• _Page text_
英國 Labplant 噴霧干燥儀在奶粉中的應(yīng)用
Labplant spray dryer tests
The milk used was reconstituted in the following way:
-200g milk powder
-1.7L of tap water
giving 2L of milk with a measured density of 1.045 at 21’C.
We used a fixed flow, whatever the experiment ; pump flow set at 5, corresponding to
13.5mL/min.
Varying the injection temperature of the product
We did a first test with an injection temperature of 130’C and then a second test at 140’C.
We saw that spray drying was achieved, apparently, comfortably at these two
temperatures.Effectively no liquid ran along the walls of the main spray chamber, even at
130’C. This meant that we could work at 140’C or 130’C given the stipulated flow.
In theory it is preferable to work at 140’C, because the higher the temperature the better
the yield. We will try to prove this through our experiments.
Varying the compressed air ratio / feed flow
We worked with a flow set at 5 (13.5mL/min) and compressed air set at 3 bars
(constant air inlet valve opening).

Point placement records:
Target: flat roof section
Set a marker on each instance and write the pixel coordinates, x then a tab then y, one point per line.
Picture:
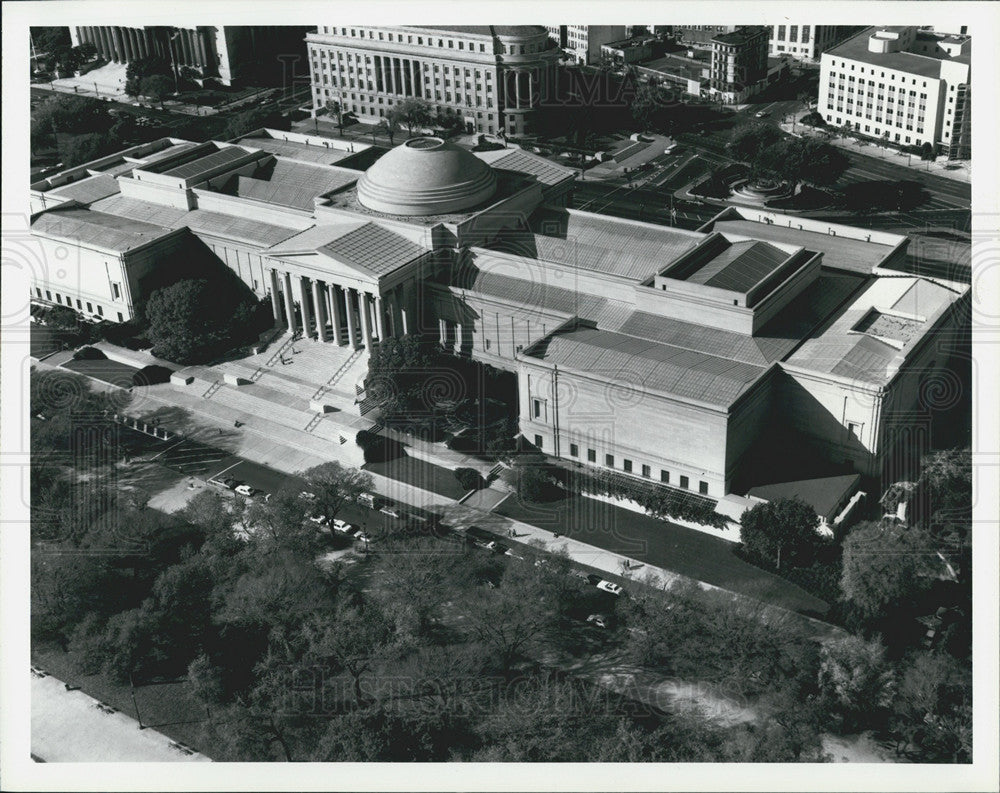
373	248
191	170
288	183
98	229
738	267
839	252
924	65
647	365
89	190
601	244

--

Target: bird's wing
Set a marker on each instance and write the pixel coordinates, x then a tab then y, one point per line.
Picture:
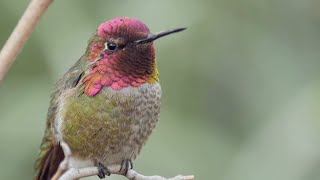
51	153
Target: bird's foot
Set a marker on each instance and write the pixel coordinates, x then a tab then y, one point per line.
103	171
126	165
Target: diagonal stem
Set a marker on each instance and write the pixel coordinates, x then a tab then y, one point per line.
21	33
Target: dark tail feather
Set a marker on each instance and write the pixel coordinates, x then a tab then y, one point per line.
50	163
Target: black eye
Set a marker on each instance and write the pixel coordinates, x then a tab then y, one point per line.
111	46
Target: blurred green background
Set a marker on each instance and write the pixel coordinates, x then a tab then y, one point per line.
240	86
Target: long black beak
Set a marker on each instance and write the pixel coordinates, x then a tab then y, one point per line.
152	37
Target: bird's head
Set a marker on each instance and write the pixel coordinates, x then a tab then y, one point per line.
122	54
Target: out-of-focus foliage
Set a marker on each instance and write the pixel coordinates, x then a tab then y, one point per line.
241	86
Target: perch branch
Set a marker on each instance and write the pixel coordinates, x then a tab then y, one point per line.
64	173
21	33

• _Required work_
- 1) From the spray dryer test notes, extract everything between "Varying the compressed" and "inlet valve opening).", inclusive.
- 2) Extend the spray dryer test notes by writing what comes next, picking up after their final sentence.

• _Task results_
- 1)
Varying the compressed air ratio / feed flow
We worked with a flow set at 5 (13.5mL/min) and compressed air set at 3 bars
(constant air inlet valve opening).

- 2)
In theory to increase the size of the agglomerate, it is necessary to favour the agglomeration
mechanism over the drying process. One of the possible means is to decrease the spraying
rate. In the case of this equipment, to decrease the spraying rate you can either decrease the
flow of compressed air through the injection nozzle (while keeping a constant pressure) or
you can decrease the pressure of the compressed air (while keeping a constant flow).
Therefore we tried two tests with constant air and liquid flows, varying the pressure from 2
to 3 bars.We observed the look of the powders we obtained ; it was difficult to decide just
with the naked eye, an additional granulometric(?) study would be necessary, but it did seem
that the powder obtained with 3 bars of pressure was effectively finer than that obtained with
2 bars.
Research into the effective operational limits of the spray dryer
We retained the same solution of reconstituted milk.
At a given flow and pressure of air, we increased the flow of liquid from level 5
(13.5mL/min) to level 10 (28.8mL/min). We very quickly saw that the formation of the
spray in the atomisation tube was not good : in effect the quantity of liquid going through
the tube was too much and could not be vaporised on exiting the tube. This was why we had
some liquid that ran out of the tube, ran along the walls of the spray chamber, of the fan
chamber (cyclone?) and even in the recuperation chamber. Under these conditions the yield
of finished product would be bad.
QUANTITATIVE STUDY
The experiments carried out and the experiment details are given below.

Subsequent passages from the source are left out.